— START INFORMATION SHOWN —
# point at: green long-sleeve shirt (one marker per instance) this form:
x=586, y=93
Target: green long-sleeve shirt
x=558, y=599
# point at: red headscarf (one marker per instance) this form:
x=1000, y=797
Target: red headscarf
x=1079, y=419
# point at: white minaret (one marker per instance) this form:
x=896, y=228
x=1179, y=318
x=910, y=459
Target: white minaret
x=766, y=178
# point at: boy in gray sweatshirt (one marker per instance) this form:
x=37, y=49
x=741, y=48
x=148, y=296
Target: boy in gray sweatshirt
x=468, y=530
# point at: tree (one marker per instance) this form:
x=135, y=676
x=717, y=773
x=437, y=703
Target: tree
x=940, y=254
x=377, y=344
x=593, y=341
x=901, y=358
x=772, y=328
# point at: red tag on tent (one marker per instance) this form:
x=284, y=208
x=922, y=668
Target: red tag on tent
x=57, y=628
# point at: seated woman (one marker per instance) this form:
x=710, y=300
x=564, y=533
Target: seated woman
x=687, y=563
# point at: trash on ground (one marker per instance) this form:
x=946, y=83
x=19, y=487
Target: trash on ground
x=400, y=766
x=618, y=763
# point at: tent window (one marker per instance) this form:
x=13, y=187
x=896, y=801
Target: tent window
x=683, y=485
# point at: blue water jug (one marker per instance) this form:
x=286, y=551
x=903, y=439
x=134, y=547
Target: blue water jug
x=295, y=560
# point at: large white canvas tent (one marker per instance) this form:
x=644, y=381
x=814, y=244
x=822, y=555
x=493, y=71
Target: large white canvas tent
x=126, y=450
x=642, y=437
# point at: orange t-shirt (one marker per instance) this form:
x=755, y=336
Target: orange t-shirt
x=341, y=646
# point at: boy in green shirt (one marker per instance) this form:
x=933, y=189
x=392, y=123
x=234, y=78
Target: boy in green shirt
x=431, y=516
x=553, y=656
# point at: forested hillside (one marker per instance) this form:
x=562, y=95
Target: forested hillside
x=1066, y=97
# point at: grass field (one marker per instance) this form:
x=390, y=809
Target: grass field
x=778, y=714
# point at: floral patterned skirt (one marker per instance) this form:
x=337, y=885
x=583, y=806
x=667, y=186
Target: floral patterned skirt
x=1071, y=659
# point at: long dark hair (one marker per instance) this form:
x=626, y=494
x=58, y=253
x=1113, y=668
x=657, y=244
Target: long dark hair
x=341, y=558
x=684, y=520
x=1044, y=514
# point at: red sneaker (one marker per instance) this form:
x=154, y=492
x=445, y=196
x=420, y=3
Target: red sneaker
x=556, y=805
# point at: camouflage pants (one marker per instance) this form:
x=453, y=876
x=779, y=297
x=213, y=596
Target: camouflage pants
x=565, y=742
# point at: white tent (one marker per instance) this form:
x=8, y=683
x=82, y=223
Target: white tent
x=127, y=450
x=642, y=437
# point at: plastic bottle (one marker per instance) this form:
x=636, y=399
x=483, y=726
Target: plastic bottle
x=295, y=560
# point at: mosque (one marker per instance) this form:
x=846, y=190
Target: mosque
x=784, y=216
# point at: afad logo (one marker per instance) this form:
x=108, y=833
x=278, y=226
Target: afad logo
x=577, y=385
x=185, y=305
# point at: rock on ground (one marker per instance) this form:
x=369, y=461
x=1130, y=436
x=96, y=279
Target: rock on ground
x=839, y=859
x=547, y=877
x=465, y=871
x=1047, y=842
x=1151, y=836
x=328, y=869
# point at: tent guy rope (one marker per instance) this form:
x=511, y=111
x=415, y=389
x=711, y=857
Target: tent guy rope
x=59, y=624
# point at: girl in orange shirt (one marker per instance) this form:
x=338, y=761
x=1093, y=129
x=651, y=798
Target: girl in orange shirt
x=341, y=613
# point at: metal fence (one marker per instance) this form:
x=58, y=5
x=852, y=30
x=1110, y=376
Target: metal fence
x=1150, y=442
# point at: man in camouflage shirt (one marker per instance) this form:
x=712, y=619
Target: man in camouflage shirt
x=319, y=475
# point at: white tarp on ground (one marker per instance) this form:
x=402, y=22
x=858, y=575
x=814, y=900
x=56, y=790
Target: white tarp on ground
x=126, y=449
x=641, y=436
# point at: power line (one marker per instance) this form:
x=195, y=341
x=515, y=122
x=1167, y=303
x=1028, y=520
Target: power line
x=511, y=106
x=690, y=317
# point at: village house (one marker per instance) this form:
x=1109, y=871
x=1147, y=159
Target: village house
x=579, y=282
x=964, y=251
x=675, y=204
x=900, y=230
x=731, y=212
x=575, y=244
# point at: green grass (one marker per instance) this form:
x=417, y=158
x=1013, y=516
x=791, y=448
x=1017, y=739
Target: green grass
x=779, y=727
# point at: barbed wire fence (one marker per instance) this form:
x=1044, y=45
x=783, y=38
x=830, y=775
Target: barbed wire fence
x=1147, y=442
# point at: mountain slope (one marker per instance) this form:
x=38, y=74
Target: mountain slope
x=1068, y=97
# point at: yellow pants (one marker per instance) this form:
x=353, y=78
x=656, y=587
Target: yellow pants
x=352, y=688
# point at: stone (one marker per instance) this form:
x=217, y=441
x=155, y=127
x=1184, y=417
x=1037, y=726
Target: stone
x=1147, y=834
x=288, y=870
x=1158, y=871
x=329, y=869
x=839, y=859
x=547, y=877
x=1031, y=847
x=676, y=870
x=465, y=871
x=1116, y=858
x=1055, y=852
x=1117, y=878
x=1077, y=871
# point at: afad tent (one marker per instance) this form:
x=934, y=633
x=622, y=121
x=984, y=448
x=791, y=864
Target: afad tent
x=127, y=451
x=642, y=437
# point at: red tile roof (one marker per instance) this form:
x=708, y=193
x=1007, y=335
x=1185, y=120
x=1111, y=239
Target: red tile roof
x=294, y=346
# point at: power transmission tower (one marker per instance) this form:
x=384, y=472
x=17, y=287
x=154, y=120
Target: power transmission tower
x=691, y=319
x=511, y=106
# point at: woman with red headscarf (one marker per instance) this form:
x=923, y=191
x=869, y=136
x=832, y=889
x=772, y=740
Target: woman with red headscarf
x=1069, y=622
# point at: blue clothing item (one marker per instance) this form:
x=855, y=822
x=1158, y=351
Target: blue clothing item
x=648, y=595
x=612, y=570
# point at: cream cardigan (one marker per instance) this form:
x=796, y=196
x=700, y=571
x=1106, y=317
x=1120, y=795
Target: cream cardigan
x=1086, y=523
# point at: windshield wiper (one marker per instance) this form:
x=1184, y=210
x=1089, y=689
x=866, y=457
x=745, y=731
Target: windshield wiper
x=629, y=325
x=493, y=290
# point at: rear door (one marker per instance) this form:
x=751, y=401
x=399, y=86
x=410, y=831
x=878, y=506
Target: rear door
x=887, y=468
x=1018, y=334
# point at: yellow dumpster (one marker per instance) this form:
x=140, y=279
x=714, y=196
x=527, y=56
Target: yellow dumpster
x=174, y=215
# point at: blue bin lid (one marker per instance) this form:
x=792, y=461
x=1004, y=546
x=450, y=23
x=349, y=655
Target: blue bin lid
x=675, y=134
— END INFORMATION SHOWN —
▶ _TASK DETAILS_
Set all of the entries down again, exactly as they were given.

▶ _SOLUTION FOR THIS EXERCISE_
# point at: green long-sleeve shirt (one marker per instance) this form:
x=586, y=93
Target: green long-sleeve shirt
x=558, y=599
# point at: red headscarf (one marker per instance) this form:
x=1000, y=797
Target: red headscarf
x=1079, y=419
# point at: white minaret (one marker per instance) this form:
x=896, y=228
x=1179, y=318
x=910, y=459
Target: white minaret
x=766, y=178
# point at: boy in gray sweatshirt (one marker per instance) this form:
x=37, y=49
x=741, y=48
x=148, y=296
Target: boy in gray sweatshirt
x=468, y=530
# point at: tree (one marker per instance) this form:
x=135, y=676
x=717, y=773
x=437, y=703
Target: tree
x=940, y=254
x=377, y=344
x=593, y=341
x=901, y=358
x=772, y=328
# point at: red tag on tent (one marker per instance) this form:
x=284, y=208
x=922, y=668
Target: red tag on tent
x=57, y=628
# point at: seated woman (one marker per instance) this form:
x=710, y=300
x=564, y=533
Target: seated woman
x=687, y=563
# point at: trash on ground (one marker per instance) this form:
x=946, y=83
x=19, y=487
Target: trash on ground
x=400, y=766
x=618, y=763
# point at: tent window (one marker per instance) this form:
x=13, y=187
x=896, y=801
Target: tent window
x=683, y=485
# point at: blue water jug (one marker per instance) this form:
x=286, y=551
x=903, y=439
x=134, y=547
Target: blue water jug
x=295, y=560
# point at: large white canvas tent (one marker per instance) this form:
x=644, y=381
x=814, y=244
x=822, y=555
x=493, y=71
Target: large white canvas tent
x=126, y=450
x=642, y=437
# point at: orange t-shirt (one marker per instance) this form:
x=755, y=336
Target: orange t-shirt
x=341, y=646
# point at: boy in green shirt (one marker per instance) this form:
x=933, y=189
x=392, y=123
x=234, y=78
Target: boy in green shirt
x=431, y=516
x=553, y=656
# point at: forested hillside (one marker per instance) this form:
x=562, y=95
Target: forested hillside
x=1066, y=97
# point at: grass field (one marker per instance) this form:
x=390, y=809
Target: grass field
x=778, y=714
# point at: floral patterned skirt (one marker per instance) this form:
x=337, y=885
x=583, y=806
x=667, y=186
Target: floral patterned skirt
x=1071, y=659
# point at: long dark hair (one marker per instance) this form:
x=626, y=494
x=58, y=253
x=1113, y=668
x=657, y=244
Target: long dark hair
x=341, y=558
x=684, y=520
x=1044, y=514
# point at: red sneaker (one marker per instance) this form:
x=154, y=492
x=445, y=196
x=420, y=3
Target: red sneaker
x=556, y=805
# point at: camouflage pants (one marker per instance) this form:
x=453, y=876
x=779, y=297
x=213, y=596
Target: camouflage pants
x=565, y=742
# point at: white tent (one marker per instance) this form:
x=8, y=683
x=82, y=223
Target: white tent
x=127, y=450
x=642, y=437
# point at: plastic bottle (one marker per instance) this form:
x=636, y=399
x=483, y=726
Target: plastic bottle
x=295, y=560
# point at: mosque (one marker per instance) this form:
x=846, y=190
Target: mosque
x=784, y=216
# point at: afad logo (one marker per instance) this form:
x=108, y=833
x=278, y=226
Target: afad logo
x=577, y=385
x=185, y=305
# point at: rock on ground (one marker per instance) this form:
x=369, y=461
x=1130, y=436
x=96, y=279
Target: rock on ground
x=839, y=859
x=547, y=877
x=465, y=871
x=1047, y=842
x=1151, y=836
x=328, y=869
# point at: tent guy rope (one marker per instance) this form:
x=511, y=111
x=415, y=389
x=711, y=857
Target: tent guy rope
x=59, y=624
# point at: girl in orange shirt (one marker per instance) this form:
x=338, y=761
x=1093, y=129
x=651, y=798
Target: girl in orange shirt
x=341, y=613
# point at: metal fence (one marker per instance) this form:
x=58, y=5
x=852, y=30
x=1110, y=376
Target: metal fence
x=1150, y=442
# point at: man in camouflage shirt (one marker per instance) this form:
x=712, y=619
Target: man in camouflage shirt
x=319, y=475
# point at: white tarp on ground (one marker per instance) this form:
x=402, y=22
x=858, y=575
x=814, y=900
x=56, y=790
Target: white tarp on ground
x=126, y=449
x=641, y=436
# point at: power line (one marker per instance) this form:
x=195, y=341
x=515, y=122
x=1167, y=303
x=1028, y=520
Target: power line
x=511, y=106
x=690, y=317
# point at: village house (one marker per instance) this form:
x=1109, y=871
x=1147, y=159
Target: village house
x=579, y=282
x=964, y=251
x=675, y=204
x=900, y=230
x=731, y=212
x=575, y=244
# point at: green grass (one marker per instance) this form:
x=417, y=158
x=1013, y=516
x=791, y=448
x=1017, y=739
Target: green grass
x=779, y=727
# point at: barbed wire fence (one marker per instance) this form:
x=1044, y=45
x=783, y=38
x=830, y=775
Target: barbed wire fence
x=1147, y=442
# point at: mountain slope (one marker per instance) this form:
x=38, y=74
Target: mountain slope
x=1068, y=97
# point at: yellow pants (one marker per instance) this form:
x=353, y=78
x=656, y=587
Target: yellow pants
x=352, y=688
# point at: stone (one marker per instance) this form:
x=217, y=441
x=155, y=127
x=1184, y=417
x=1037, y=726
Target: stone
x=1147, y=834
x=288, y=870
x=1158, y=871
x=329, y=869
x=839, y=859
x=547, y=877
x=1031, y=847
x=676, y=870
x=465, y=871
x=1116, y=858
x=1055, y=852
x=1117, y=878
x=1077, y=871
# point at: afad tent (one marker per instance) this form:
x=934, y=633
x=622, y=121
x=984, y=448
x=791, y=864
Target: afad tent
x=127, y=451
x=642, y=437
# point at: red tile roof (one marker per instance) this form:
x=708, y=193
x=1007, y=335
x=1185, y=120
x=1111, y=239
Target: red tile roof
x=294, y=346
# point at: power transmission tower (one marker per instance) this form:
x=384, y=472
x=17, y=287
x=154, y=120
Target: power transmission tower
x=691, y=319
x=511, y=106
# point at: woman with red headscarf (one marker per instance) this form:
x=923, y=191
x=869, y=136
x=832, y=889
x=772, y=740
Target: woman with red headscarf
x=1069, y=622
# point at: blue clothing item (one marker per instance) this form:
x=855, y=822
x=1158, y=351
Target: blue clothing item
x=648, y=595
x=612, y=570
# point at: cream cardigan (one marker per instance) this form:
x=796, y=196
x=700, y=571
x=1106, y=317
x=1120, y=795
Target: cream cardigan
x=1086, y=523
# point at: windshield wiper (one marker per instance) this form:
x=1184, y=210
x=1089, y=689
x=866, y=457
x=745, y=731
Target: windshield wiper
x=629, y=325
x=493, y=290
# point at: rear door (one marker per instance) this form:
x=751, y=401
x=399, y=86
x=410, y=831
x=878, y=506
Target: rear door
x=887, y=468
x=1018, y=334
# point at: yellow dumpster (one marker per instance) this form:
x=140, y=279
x=714, y=196
x=527, y=56
Target: yellow dumpster
x=174, y=215
# point at: blue bin lid (one marker per instance) this form:
x=792, y=461
x=1004, y=546
x=450, y=23
x=349, y=655
Target: blue bin lid
x=675, y=134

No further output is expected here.